Output the records as CSV with two columns, instruction and response, using one row for each thing to be answered that holds its wording and its answer. Put each field in quotes with line breaks replaced by spaces, and leave the pictures out.

Collected data entries |
_ _ _ _
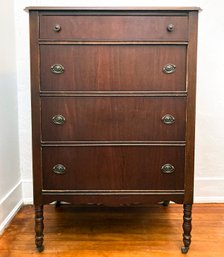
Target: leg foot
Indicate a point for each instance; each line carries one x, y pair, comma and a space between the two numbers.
39, 227
40, 249
187, 227
184, 249
58, 204
166, 203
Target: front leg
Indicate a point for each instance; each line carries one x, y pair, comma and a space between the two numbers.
39, 227
187, 227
_ _ _ _
SOLUTION TO THIS EXERCISE |
instruction,response
"Target: leg foot Indicate a point for each instance; each line carries one x, y pair, comma and a space between the two numbers.","39, 227 40, 249 187, 227 184, 249 58, 204 166, 203"
"Target: front leg Indicate a point for each instance; each line carries one x, y pair, comma and a space between the two numbers.","39, 227 187, 227"